> [Activity]: Report every line of the records below that includes the string "clicks".

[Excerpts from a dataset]
+ + + + +

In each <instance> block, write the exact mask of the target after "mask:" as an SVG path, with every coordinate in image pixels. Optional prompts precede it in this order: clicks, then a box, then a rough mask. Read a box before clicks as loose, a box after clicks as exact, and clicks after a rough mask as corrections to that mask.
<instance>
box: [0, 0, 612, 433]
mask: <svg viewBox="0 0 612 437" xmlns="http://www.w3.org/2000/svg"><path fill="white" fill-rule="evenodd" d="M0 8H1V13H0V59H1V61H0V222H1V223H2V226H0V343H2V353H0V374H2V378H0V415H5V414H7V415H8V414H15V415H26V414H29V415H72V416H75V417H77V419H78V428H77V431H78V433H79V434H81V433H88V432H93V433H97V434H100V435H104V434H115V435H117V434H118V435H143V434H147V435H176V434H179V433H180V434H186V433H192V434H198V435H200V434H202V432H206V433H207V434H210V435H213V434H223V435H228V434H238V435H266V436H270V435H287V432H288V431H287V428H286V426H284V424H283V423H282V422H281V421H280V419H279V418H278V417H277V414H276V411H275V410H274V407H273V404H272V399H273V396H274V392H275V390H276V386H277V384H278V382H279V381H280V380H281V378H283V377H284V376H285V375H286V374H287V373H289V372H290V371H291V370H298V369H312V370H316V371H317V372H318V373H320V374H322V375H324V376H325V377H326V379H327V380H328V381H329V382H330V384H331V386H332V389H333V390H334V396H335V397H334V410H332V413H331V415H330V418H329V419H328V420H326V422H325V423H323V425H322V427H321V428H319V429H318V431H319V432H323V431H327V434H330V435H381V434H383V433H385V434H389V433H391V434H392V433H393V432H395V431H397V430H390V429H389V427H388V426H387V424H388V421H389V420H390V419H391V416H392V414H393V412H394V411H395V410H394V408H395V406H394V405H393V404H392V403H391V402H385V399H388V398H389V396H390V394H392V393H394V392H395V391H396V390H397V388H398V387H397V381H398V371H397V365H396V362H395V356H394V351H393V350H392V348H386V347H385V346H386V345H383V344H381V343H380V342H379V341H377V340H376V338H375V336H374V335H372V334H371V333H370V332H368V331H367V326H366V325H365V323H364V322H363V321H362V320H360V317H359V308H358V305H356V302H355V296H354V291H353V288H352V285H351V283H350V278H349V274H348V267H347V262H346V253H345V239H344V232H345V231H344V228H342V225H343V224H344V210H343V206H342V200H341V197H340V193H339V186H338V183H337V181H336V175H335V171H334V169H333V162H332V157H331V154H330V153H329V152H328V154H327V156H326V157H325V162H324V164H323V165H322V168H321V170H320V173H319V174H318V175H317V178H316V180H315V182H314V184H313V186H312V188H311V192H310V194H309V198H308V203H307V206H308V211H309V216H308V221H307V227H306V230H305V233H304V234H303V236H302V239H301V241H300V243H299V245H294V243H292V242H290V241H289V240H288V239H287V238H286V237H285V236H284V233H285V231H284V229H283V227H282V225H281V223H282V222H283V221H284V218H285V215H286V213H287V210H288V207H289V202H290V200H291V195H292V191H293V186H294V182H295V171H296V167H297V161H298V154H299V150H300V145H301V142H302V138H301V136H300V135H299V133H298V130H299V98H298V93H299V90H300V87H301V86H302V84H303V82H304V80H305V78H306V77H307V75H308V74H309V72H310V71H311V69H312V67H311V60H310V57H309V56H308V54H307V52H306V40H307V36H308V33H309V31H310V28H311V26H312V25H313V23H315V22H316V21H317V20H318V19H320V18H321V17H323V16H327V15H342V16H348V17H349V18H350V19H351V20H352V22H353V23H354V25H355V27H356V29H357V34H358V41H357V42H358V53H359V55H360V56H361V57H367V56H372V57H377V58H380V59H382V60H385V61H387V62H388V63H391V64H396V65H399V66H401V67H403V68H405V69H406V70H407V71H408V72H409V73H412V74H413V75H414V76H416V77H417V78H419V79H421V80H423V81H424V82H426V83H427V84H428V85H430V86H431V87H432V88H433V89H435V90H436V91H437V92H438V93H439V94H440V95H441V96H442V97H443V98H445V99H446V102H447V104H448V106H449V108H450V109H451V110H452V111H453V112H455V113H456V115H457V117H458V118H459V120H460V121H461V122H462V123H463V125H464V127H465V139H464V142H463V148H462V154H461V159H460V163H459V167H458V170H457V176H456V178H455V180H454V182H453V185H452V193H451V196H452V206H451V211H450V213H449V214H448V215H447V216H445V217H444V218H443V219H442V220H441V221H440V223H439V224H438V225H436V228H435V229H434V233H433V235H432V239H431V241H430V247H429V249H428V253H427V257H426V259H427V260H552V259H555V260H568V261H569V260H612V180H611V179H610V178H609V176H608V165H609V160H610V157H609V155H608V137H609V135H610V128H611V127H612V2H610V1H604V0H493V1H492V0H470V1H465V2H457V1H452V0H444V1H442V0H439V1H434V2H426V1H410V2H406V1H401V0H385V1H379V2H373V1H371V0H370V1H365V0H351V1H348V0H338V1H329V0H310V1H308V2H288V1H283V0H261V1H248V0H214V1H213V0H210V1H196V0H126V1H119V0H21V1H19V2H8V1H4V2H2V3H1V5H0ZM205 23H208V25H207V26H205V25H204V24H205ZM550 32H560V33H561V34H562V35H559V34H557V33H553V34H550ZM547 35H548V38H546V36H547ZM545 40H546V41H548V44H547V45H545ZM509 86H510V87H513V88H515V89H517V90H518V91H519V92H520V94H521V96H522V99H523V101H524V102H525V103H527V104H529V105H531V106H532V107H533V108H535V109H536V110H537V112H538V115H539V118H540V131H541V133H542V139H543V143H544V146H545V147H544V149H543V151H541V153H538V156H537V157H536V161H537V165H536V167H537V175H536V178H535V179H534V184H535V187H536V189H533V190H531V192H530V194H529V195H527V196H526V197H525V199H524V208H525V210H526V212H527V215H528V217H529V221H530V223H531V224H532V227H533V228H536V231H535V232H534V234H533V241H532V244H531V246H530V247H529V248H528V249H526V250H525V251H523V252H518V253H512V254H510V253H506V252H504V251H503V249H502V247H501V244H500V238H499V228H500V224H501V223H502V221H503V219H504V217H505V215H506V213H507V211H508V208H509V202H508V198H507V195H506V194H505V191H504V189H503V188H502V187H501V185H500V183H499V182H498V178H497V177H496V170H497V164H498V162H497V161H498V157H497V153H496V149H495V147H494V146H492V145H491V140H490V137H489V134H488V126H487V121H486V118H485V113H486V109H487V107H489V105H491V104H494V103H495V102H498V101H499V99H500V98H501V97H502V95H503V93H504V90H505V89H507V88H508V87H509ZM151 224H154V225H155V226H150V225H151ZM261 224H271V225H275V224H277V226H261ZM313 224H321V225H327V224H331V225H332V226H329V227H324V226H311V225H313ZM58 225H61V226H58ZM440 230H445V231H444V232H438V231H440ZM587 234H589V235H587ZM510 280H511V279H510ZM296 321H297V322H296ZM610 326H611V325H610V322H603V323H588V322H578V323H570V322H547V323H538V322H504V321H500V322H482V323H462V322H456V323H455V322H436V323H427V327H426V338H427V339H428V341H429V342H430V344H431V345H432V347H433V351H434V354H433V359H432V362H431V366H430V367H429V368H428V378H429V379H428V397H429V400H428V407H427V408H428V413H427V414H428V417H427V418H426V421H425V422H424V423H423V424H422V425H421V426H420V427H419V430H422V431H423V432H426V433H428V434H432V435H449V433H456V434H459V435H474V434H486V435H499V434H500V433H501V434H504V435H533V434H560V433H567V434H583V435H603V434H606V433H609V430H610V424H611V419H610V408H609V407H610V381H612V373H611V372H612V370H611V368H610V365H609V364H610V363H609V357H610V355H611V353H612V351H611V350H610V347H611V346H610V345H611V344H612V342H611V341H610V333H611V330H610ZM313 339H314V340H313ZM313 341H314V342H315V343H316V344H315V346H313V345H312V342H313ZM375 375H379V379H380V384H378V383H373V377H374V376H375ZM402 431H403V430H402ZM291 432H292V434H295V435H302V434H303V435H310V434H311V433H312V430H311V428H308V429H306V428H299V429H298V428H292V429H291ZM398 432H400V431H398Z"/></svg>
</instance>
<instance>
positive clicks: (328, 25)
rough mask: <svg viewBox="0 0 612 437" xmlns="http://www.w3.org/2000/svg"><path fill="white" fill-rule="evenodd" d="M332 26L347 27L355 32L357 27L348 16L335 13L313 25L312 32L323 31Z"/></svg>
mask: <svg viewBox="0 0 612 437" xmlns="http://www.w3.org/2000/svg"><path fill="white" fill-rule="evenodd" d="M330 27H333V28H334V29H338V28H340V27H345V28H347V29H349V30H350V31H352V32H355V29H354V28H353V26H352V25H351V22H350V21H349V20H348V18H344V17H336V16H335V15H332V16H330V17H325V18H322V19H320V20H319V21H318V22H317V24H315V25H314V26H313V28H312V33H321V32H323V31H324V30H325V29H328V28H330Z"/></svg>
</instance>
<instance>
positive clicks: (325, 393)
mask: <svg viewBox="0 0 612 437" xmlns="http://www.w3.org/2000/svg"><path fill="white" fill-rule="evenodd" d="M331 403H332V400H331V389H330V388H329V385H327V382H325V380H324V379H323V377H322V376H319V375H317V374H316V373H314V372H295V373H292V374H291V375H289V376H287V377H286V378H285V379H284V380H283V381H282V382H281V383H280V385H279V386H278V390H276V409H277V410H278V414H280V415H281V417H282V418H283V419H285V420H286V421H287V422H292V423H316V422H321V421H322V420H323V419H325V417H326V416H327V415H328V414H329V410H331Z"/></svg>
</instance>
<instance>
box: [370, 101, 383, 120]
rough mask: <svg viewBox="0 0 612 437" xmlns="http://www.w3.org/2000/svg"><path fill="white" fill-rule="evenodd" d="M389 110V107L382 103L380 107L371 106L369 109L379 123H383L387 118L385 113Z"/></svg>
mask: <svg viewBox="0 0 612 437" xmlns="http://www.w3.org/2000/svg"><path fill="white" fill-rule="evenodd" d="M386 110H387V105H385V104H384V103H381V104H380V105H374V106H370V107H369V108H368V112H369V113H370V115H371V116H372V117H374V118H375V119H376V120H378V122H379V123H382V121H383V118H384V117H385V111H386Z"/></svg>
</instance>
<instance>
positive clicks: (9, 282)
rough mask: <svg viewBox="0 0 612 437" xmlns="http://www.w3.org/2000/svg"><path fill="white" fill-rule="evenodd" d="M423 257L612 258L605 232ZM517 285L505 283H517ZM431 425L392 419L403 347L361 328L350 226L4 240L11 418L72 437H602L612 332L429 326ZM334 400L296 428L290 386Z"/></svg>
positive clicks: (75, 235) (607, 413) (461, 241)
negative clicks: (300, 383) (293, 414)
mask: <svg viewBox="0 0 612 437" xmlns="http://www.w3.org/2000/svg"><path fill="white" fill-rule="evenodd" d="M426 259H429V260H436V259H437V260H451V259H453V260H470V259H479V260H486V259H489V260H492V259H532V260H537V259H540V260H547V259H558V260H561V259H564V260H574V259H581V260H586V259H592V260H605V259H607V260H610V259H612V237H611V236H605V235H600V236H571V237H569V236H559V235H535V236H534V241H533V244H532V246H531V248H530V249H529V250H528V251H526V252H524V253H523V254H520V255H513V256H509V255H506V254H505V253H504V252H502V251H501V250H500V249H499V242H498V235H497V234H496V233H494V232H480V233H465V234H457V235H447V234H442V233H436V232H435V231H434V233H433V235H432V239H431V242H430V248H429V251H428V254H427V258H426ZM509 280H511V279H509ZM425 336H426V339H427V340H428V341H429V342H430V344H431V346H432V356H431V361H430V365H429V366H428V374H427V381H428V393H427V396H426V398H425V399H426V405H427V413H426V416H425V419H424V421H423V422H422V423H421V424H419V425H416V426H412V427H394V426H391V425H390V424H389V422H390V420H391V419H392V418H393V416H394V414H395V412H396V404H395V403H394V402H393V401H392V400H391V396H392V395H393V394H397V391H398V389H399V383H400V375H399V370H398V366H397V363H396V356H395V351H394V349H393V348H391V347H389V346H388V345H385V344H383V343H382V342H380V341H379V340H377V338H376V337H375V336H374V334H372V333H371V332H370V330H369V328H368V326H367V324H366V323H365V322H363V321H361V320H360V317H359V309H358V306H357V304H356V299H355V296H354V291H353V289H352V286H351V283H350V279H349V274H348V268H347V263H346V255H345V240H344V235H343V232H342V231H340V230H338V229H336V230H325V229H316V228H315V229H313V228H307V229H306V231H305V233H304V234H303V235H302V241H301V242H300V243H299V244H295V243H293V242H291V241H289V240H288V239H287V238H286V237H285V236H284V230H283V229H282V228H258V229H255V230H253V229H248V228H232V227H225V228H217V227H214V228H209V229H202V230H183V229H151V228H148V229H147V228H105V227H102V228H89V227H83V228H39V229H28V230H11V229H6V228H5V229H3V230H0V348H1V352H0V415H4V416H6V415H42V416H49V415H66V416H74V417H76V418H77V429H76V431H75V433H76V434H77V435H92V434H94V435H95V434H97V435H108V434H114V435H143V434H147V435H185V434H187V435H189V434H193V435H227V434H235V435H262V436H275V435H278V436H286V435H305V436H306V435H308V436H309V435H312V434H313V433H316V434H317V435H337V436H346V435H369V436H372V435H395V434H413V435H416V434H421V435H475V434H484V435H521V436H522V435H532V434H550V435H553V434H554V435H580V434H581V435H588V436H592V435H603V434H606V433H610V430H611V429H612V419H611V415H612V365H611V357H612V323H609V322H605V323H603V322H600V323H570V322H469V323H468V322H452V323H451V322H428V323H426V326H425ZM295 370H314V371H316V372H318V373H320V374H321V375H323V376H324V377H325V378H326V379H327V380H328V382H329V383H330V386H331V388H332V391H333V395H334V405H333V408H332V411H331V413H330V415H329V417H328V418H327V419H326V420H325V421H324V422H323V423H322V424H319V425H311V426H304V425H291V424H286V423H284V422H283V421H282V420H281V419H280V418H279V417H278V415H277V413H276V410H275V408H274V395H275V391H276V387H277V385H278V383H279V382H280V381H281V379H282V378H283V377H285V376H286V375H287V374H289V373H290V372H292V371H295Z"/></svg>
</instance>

+ + + + +

> [Answer to this problem]:
In each <instance> block, write the exact mask of the target after "mask:" as an SVG path, with every coordinate in image pixels. Optional prompts precede it in this order: clicks, then a box, then a rough mask. Read a box before clicks as loose, a box after clicks as exact, and clicks after a rough mask as corrections to that mask.
positive clicks: (328, 25)
positive clicks: (325, 393)
positive clicks: (9, 282)
positive clicks: (75, 235) (607, 413) (461, 241)
negative clicks: (300, 383) (293, 414)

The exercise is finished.